◆ What is required: Present the lines below as a Markdown table with the columns "Row" and "Line," one row per line with blank lines omitted.

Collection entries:
╭──
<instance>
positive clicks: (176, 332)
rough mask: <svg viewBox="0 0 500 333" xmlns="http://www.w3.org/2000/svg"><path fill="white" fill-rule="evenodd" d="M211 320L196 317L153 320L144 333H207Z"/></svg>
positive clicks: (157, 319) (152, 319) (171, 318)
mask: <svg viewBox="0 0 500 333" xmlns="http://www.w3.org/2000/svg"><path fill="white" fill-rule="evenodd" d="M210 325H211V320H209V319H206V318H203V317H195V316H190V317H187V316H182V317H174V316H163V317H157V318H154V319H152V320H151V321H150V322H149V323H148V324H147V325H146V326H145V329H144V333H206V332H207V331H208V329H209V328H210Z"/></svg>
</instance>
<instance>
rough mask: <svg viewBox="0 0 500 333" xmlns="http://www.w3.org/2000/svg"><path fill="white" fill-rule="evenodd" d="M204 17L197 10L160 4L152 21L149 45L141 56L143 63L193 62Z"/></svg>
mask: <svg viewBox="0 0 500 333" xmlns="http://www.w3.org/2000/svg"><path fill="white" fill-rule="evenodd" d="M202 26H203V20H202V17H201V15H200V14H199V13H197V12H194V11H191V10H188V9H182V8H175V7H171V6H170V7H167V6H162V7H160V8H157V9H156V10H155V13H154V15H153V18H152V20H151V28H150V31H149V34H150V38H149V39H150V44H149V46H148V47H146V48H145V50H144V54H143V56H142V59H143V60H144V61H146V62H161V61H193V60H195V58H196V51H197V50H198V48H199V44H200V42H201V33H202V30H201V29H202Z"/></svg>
╰──
◆ Task result:
| Row | Line |
|---|---|
| 1 | <instance> |
| 2 | positive clicks: (176, 332) |
| 3 | rough mask: <svg viewBox="0 0 500 333" xmlns="http://www.w3.org/2000/svg"><path fill="white" fill-rule="evenodd" d="M211 320L196 317L153 320L144 333H207Z"/></svg> |
| 4 | positive clicks: (157, 319) (152, 319) (171, 318) |
| 5 | mask: <svg viewBox="0 0 500 333" xmlns="http://www.w3.org/2000/svg"><path fill="white" fill-rule="evenodd" d="M210 325H211V320H209V319H206V318H203V317H195V316H190V317H187V316H182V317H174V316H163V317H157V318H154V319H152V320H151V321H150V322H149V323H148V324H147V325H146V326H145V329H144V333H206V332H207V331H208V329H209V328H210Z"/></svg> |
| 6 | </instance> |
| 7 | <instance> |
| 8 | rough mask: <svg viewBox="0 0 500 333" xmlns="http://www.w3.org/2000/svg"><path fill="white" fill-rule="evenodd" d="M204 17L197 10L160 4L152 21L149 45L141 56L143 63L193 62Z"/></svg> |
| 9 | mask: <svg viewBox="0 0 500 333" xmlns="http://www.w3.org/2000/svg"><path fill="white" fill-rule="evenodd" d="M202 26H203V20H202V17H201V15H200V14H199V13H197V12H194V11H191V10H188V9H182V8H175V7H171V6H170V7H167V6H162V7H160V8H157V9H156V10H155V13H154V15H153V18H152V20H151V28H150V31H149V34H150V38H149V39H150V44H149V46H148V47H146V48H145V50H144V54H143V56H142V59H143V60H144V61H146V62H161V61H193V60H195V58H196V51H197V50H198V48H199V44H200V42H201V33H202V30H201V29H202Z"/></svg> |